### Required work
Send back the entries exactly as they were given.

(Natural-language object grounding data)
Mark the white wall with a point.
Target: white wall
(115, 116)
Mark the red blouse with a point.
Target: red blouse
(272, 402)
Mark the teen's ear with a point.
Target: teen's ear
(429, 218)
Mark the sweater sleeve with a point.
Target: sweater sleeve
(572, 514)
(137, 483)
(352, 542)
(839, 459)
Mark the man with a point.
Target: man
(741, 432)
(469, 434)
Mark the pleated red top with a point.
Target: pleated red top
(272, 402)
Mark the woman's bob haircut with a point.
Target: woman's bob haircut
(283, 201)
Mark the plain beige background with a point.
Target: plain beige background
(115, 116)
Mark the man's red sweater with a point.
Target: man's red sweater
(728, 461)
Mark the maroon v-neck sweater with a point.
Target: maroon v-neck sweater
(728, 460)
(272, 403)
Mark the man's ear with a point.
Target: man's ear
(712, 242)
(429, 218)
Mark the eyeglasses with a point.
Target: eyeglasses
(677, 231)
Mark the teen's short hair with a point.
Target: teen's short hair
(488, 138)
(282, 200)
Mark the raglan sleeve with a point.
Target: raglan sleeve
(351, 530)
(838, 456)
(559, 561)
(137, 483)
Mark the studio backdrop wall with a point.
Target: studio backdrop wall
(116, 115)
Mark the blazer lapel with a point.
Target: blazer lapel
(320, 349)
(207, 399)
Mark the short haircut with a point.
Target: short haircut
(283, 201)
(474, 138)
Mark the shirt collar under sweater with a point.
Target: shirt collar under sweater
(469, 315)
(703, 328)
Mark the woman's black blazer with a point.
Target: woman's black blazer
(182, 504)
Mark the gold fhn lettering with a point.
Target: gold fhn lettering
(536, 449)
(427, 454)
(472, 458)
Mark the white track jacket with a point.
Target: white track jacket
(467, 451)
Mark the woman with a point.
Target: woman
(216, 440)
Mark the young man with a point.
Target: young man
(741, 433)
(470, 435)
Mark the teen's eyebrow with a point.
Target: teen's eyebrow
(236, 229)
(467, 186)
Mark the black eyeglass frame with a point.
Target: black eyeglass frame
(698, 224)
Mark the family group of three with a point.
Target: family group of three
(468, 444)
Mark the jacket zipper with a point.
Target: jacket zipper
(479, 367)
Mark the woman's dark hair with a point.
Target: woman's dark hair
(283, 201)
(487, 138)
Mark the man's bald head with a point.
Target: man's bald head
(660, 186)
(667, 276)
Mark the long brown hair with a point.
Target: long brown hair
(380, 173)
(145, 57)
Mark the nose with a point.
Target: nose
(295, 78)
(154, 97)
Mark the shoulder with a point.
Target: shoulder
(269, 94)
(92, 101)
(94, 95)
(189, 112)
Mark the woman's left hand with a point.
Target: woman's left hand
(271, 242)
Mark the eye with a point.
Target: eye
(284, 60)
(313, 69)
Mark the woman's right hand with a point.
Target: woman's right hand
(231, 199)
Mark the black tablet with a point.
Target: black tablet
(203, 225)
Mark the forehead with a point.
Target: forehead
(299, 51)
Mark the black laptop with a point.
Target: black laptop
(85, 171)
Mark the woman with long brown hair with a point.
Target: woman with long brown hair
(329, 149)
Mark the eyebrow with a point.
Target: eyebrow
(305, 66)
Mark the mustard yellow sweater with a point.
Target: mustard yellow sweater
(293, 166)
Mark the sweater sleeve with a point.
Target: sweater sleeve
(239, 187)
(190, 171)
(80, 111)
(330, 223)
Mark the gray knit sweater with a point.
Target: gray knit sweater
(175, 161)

### The answer
Mark the white wall with a point.
Target: white wall
(115, 116)
Mark the red blouse with a point.
Target: red blouse
(272, 402)
Mark the teen's ear with a point.
Target: teen's ear
(429, 218)
Mark the sweater sleeve with a point.
Target: sweater sleeve
(572, 514)
(137, 483)
(352, 542)
(839, 459)
Mark the man with a point.
Target: man
(741, 432)
(469, 434)
Mark the pleated red top with a point.
Target: pleated red top
(272, 402)
Mark the woman's bob haircut with a point.
Target: woman's bob haircut
(283, 201)
Mark the plain beige background with a point.
Target: plain beige background
(115, 116)
Mark the man's red sweater with a point.
Target: man's red sweater
(728, 461)
Mark the maroon v-neck sweater with a point.
Target: maroon v-neck sweater
(728, 460)
(272, 403)
Mark the man's ear with a point.
Target: man's ear
(712, 242)
(429, 218)
Mark the eyeglasses with a point.
Target: eyeglasses
(677, 231)
Mark the teen's short hair with a point.
Target: teen's short hair
(488, 138)
(282, 200)
Mark the raglan sleeve with a point.
Target: raglan sleeve
(351, 530)
(838, 456)
(559, 561)
(137, 483)
Mark the studio backdrop wall with a point.
Target: studio backdrop wall
(116, 115)
Mark the blazer lapel with a point.
Target: blazer lapel
(320, 349)
(207, 399)
Mark the short haircut with a point.
Target: short haircut
(283, 201)
(474, 138)
Mark the shirt collar under sweater with a point.
Target: shirt collar under sweater
(469, 315)
(703, 328)
Mark the woman's black blazer with a point.
Target: woman's black blazer
(182, 504)
Mark the gold fhn lettering with a point.
Target: gold fhn lettering
(536, 449)
(427, 454)
(472, 458)
Mark the white track jacket with a point.
Target: white track jacket
(467, 451)
Mark the woman with a point.
Target: woman
(216, 440)
Mark the young man with a point.
Target: young man
(741, 433)
(470, 435)
Mark the teen's eyebrow with a point.
Target: teen's eyebrow
(236, 229)
(467, 186)
Mark the black eyeglass frame with a point.
Target: black eyeglass frame
(698, 224)
Mark the family group of three with a point.
Target: family group of three
(468, 444)
Mark the jacket zipper with a point.
Target: jacket zipper
(479, 367)
Mark the woman's dark hair with a point.
Target: woman's dark hair
(283, 201)
(487, 138)
Mark the man's bald head with a point.
Target: man's bald head
(660, 186)
(667, 276)
Mark the long brown hair with a point.
Target: long brown hair
(380, 173)
(145, 57)
Mark the nose with a point.
Target: nose
(295, 78)
(154, 97)
Mark the shoulder with a point.
Target: shoulder
(269, 94)
(92, 101)
(94, 95)
(189, 112)
Mark the woman's left hand with a point.
Target: woman's left hand
(271, 242)
Mark the eye with a point.
Target: eye
(284, 60)
(313, 69)
Mark the woman's right hand with a point.
Target: woman's right hand
(231, 199)
Mark the black tablet with a point.
Target: black tablet
(203, 225)
Mark the forehead with a point.
Target: forehead
(299, 51)
Mark the black laptop with a point.
Target: black laptop
(85, 171)
Mark the woman with long brown hair with a point.
Target: woman with long brown hair
(329, 149)
Mark the eyebrow with a point.
Target: eyebrow
(305, 66)
Mark the mustard yellow sweater with a point.
Target: mustard yellow sweater
(293, 166)
Mark the sweater sleeve with a point.
Target: sweater sleeve
(239, 187)
(190, 171)
(80, 111)
(330, 223)
Mark the gray knit sweater with a point.
Target: gray knit sweater
(175, 161)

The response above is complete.